[WHAT YOU SHOULD DO] All of the data should be restated exactly as it stands.

-- RECORD EXTRACTS follows --

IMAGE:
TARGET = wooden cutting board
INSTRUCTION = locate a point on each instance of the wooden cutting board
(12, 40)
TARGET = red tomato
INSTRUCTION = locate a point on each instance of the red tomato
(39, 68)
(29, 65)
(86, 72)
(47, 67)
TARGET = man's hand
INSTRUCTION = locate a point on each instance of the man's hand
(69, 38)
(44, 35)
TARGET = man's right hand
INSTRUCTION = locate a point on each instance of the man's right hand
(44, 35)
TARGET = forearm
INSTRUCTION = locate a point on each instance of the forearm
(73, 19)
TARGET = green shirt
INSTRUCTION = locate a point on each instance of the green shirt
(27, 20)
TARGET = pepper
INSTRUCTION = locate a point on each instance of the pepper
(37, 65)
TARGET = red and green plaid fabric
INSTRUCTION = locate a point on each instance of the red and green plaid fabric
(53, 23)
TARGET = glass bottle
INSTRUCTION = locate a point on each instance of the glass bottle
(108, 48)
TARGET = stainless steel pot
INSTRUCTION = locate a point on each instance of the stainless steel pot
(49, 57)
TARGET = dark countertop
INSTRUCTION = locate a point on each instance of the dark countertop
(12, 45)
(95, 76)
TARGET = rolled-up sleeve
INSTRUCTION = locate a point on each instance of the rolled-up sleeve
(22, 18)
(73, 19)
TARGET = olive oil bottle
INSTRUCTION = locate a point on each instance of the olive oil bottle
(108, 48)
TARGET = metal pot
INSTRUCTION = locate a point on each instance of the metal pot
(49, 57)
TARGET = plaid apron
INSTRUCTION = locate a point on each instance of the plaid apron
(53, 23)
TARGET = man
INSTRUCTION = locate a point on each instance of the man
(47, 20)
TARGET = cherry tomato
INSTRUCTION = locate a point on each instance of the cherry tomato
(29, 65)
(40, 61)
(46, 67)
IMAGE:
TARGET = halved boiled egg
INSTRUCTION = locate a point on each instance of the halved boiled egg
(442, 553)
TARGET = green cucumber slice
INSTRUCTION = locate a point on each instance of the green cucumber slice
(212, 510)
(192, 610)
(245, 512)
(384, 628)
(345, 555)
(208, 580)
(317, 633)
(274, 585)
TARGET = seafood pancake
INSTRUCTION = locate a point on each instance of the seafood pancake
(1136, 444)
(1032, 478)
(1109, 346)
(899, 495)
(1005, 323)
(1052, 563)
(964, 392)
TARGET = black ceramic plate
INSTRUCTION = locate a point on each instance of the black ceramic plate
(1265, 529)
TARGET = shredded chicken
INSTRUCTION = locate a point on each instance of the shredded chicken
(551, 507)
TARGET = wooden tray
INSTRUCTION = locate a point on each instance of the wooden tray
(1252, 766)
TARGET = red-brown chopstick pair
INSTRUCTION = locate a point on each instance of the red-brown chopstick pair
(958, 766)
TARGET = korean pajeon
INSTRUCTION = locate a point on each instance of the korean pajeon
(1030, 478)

-- RECORD EXTRACTS concluded --

[RESPONSE TO THE EXERCISE]
IMAGE:
TARGET = wooden cutting board
INSTRUCTION = locate a point on each instance of the wooden cutting board
(12, 40)
TARGET = red tomato
INSTRUCTION = locate a point on each instance of the red tomato
(39, 68)
(29, 65)
(86, 72)
(47, 67)
TARGET = man's hand
INSTRUCTION = locate a point on each instance of the man's hand
(69, 38)
(44, 35)
TARGET = man's right hand
INSTRUCTION = locate a point on each instance of the man's right hand
(44, 35)
TARGET = forearm
INSTRUCTION = locate a point on each instance of the forearm
(73, 19)
TARGET = green shirt
INSTRUCTION = locate a point on each instance of the green shirt
(27, 20)
TARGET = pepper
INSTRUCTION = locate a point on each instance of the pepper
(37, 65)
TARGET = red and green plaid fabric
INSTRUCTION = locate a point on each instance of the red and green plaid fabric
(53, 23)
TARGET = glass bottle
INSTRUCTION = locate a point on each instance of the glass bottle
(108, 48)
TARGET = stainless steel pot
INSTRUCTION = locate a point on each instance of the stainless steel pot
(49, 57)
TARGET = dark countertop
INSTRUCTION = locate a point on each instance of the dark countertop
(12, 45)
(95, 76)
TARGET = rolled-up sleeve
INSTRUCTION = locate a point on each instance of the rolled-up sleeve
(22, 18)
(73, 19)
TARGET = olive oil bottle
INSTRUCTION = locate a point on each instance of the olive oil bottle
(108, 48)
TARGET = metal pot
INSTRUCTION = locate a point on each instance of the metal pot
(49, 57)
TARGET = plaid apron
INSTRUCTION = locate a point on each instance of the plaid apron
(53, 23)
TARGET = man
INSTRUCTION = locate a point on each instance of the man
(47, 20)
TARGET = cherry tomato
INSTRUCTION = locate a point on each instance of the cherry tomato
(29, 65)
(40, 61)
(46, 67)
IMAGE:
TARGET = halved boiled egg
INSTRUCTION = locate a point on each instance of the halved boiled egg
(442, 553)
TARGET = green cucumber slice
INSTRUCTION = locate a point on each instance of the green cucumber slice
(212, 510)
(192, 610)
(245, 512)
(384, 628)
(345, 555)
(208, 580)
(317, 633)
(274, 585)
TARGET = seafood pancake
INSTRUCTION = locate a point on each instance of the seafood pancake
(1136, 444)
(1032, 478)
(1109, 346)
(899, 495)
(1005, 323)
(1052, 563)
(964, 392)
TARGET = black ceramic plate
INSTRUCTION = locate a point on each instance of the black ceramic plate
(1265, 529)
TARGET = shredded chicken
INSTRUCTION = locate a point on each instance of the shredded chicken
(551, 507)
TARGET = wooden tray
INSTRUCTION = locate a point on each instance of the wooden tray
(1252, 766)
TARGET = red-brown chopstick pair
INSTRUCTION = locate a point on each instance of the red-brown chopstick pair
(958, 766)
TARGET = korean pajeon
INSTRUCTION = locate a point on each instance of the korean pajeon
(1030, 478)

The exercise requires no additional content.